Provided data:
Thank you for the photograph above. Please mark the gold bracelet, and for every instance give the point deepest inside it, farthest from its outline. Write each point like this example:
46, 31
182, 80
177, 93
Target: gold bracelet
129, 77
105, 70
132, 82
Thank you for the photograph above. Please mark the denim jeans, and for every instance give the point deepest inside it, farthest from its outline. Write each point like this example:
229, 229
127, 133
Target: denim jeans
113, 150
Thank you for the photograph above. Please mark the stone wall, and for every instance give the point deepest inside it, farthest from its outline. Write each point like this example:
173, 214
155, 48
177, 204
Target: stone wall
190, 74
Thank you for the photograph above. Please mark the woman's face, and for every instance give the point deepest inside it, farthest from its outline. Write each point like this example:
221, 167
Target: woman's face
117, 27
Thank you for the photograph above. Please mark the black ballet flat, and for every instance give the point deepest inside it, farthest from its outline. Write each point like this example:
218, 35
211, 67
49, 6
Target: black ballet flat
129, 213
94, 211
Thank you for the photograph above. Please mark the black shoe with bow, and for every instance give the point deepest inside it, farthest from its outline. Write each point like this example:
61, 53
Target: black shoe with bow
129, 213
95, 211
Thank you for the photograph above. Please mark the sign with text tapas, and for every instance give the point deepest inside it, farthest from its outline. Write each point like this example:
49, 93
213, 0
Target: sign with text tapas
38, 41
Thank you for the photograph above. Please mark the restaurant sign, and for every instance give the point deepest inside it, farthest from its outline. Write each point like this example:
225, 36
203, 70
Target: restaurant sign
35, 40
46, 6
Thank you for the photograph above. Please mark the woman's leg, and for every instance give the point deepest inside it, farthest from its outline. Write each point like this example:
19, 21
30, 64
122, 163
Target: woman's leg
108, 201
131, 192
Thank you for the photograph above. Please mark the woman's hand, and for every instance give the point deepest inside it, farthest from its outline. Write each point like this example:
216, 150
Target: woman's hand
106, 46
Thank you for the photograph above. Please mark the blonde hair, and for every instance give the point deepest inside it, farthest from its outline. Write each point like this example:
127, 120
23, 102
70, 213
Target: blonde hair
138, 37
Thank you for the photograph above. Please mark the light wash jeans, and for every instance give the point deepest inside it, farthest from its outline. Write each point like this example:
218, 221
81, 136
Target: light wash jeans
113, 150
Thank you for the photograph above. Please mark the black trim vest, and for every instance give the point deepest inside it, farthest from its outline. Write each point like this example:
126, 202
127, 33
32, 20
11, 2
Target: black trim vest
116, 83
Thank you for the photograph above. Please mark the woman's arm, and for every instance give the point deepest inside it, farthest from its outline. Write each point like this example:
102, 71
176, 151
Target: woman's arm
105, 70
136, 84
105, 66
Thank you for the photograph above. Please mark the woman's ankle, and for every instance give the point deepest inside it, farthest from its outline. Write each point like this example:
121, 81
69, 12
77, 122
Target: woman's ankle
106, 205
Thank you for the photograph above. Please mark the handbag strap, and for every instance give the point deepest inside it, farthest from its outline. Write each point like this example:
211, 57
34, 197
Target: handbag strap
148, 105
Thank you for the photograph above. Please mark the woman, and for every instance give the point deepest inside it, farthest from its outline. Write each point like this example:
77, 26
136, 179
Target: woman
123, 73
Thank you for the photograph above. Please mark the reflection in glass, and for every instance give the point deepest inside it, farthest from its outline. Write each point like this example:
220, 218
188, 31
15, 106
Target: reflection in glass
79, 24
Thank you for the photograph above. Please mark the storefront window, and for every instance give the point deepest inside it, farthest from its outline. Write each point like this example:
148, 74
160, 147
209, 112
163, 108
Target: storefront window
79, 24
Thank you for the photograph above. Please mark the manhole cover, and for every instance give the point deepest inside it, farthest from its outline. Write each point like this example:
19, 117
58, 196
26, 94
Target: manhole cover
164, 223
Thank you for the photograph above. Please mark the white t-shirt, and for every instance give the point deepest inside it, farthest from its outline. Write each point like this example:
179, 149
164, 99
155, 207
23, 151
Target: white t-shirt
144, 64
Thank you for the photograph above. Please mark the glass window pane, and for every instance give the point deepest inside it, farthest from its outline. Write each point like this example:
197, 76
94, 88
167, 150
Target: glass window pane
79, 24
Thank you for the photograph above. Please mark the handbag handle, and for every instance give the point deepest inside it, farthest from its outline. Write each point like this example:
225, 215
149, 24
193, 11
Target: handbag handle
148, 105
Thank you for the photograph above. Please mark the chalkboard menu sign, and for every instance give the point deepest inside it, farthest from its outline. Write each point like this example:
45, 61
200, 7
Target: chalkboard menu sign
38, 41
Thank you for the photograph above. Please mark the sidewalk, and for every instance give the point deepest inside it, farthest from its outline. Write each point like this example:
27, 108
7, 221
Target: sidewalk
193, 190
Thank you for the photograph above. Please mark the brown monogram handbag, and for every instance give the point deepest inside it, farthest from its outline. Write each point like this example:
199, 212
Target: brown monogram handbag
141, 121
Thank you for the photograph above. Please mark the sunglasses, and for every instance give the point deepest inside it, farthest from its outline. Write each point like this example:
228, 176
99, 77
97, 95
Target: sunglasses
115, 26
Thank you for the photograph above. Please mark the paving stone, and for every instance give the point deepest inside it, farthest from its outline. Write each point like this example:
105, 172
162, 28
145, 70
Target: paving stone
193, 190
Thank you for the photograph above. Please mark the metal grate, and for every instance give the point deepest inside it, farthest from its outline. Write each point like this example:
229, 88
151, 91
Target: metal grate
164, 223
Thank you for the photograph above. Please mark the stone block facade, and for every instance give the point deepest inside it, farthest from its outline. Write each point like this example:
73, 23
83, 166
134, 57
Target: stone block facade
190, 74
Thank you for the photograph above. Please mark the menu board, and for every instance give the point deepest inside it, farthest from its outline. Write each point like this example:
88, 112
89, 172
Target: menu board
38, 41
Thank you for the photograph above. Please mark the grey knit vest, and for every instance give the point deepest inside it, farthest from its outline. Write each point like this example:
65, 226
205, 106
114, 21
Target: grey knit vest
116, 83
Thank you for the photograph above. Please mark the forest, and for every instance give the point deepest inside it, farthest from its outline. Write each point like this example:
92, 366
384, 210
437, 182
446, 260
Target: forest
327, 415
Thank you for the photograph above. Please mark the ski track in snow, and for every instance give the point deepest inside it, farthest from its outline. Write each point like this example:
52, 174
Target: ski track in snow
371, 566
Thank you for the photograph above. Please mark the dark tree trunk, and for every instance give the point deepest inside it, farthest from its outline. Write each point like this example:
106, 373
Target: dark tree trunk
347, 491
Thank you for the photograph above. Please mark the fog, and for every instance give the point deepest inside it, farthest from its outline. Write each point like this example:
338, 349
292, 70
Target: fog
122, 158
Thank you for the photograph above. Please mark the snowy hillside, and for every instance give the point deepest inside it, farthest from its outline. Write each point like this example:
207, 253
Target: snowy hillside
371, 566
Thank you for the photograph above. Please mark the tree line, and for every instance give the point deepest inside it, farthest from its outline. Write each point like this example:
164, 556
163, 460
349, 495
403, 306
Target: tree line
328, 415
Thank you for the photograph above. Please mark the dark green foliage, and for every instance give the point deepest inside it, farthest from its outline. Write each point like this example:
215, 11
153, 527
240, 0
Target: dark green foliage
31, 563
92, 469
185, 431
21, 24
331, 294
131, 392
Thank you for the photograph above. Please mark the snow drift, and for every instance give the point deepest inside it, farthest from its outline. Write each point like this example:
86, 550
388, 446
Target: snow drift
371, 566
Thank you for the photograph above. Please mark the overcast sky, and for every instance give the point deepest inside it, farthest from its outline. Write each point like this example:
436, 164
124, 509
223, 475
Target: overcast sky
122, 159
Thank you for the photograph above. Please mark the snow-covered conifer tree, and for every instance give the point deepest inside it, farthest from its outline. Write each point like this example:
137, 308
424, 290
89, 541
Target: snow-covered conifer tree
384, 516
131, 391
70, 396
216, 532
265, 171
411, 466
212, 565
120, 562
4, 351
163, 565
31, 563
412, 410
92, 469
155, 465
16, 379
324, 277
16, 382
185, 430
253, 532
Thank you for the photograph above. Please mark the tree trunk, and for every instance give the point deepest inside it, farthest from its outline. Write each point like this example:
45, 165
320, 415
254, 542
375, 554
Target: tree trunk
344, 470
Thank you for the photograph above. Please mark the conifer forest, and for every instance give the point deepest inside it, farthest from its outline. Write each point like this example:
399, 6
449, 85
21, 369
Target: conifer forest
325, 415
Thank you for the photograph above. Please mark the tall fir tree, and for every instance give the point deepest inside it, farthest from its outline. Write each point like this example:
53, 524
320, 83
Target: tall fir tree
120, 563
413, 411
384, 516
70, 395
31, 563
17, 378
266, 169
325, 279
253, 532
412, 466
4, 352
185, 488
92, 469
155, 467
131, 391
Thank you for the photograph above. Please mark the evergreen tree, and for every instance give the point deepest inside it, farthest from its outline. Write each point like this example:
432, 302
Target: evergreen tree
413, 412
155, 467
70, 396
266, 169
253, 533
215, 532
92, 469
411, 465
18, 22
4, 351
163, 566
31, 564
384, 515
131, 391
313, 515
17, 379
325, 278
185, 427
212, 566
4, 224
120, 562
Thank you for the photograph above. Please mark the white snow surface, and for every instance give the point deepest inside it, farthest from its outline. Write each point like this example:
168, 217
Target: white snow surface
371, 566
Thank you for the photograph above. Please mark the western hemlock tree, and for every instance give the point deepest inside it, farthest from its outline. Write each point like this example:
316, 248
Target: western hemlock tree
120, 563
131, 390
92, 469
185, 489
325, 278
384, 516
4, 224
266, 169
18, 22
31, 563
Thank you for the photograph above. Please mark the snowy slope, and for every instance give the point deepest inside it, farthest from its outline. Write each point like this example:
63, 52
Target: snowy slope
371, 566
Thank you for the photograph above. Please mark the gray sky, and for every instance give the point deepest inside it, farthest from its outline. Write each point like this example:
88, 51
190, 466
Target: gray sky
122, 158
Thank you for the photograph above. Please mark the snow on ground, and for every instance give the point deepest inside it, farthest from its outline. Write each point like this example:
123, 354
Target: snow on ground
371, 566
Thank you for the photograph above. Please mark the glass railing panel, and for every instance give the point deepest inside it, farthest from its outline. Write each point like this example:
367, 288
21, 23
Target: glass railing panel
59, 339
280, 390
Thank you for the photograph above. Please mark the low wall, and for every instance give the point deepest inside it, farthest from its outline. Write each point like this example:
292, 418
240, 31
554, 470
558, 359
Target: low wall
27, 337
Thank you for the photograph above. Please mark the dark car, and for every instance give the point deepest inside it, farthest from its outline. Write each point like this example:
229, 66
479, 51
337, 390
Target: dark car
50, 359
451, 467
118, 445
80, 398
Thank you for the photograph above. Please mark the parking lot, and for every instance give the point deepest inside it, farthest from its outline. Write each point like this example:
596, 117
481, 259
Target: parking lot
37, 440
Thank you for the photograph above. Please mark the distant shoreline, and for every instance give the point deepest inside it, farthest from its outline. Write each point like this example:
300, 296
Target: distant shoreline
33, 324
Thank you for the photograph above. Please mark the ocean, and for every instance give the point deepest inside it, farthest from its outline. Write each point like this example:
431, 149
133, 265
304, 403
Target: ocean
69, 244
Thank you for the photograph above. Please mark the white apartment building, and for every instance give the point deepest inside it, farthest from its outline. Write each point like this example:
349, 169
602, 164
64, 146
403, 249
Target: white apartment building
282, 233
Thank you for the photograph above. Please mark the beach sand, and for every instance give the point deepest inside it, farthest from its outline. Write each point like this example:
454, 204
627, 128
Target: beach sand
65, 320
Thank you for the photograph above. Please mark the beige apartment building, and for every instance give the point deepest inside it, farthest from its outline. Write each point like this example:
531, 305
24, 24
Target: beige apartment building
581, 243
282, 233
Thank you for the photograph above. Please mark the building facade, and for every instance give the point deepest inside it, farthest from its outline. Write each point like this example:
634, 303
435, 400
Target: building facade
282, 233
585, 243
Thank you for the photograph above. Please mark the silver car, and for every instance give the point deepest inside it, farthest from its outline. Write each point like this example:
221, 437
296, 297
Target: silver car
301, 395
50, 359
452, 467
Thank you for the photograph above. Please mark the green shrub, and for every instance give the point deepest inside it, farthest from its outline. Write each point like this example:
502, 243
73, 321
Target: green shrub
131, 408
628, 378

Goal of the exercise: Copy the line containing "Target: beige apartment building" exactly. Then copy every line after it through the end of the listing, and nothing more.

Task solution:
Target: beige apartment building
581, 243
282, 233
Thank you for the photograph above. Please mark the building facade, and for every instance give the point deepest inside it, farthest from its outline. Write each point like this example:
634, 303
435, 400
Target: building facade
282, 233
585, 243
Thank you for the photograph above. Please mark the silver car, and for every instance give the point deepest inside it, farthest from its outline. Write each point like this example:
221, 437
296, 297
Target: silver car
301, 395
50, 359
452, 467
Thank you for the photograph above. Please mark the green shrub, and for every instance give the point deepest inside it, farthest from its outline. Write each point like this example:
502, 243
73, 321
Target: green shrub
131, 408
628, 378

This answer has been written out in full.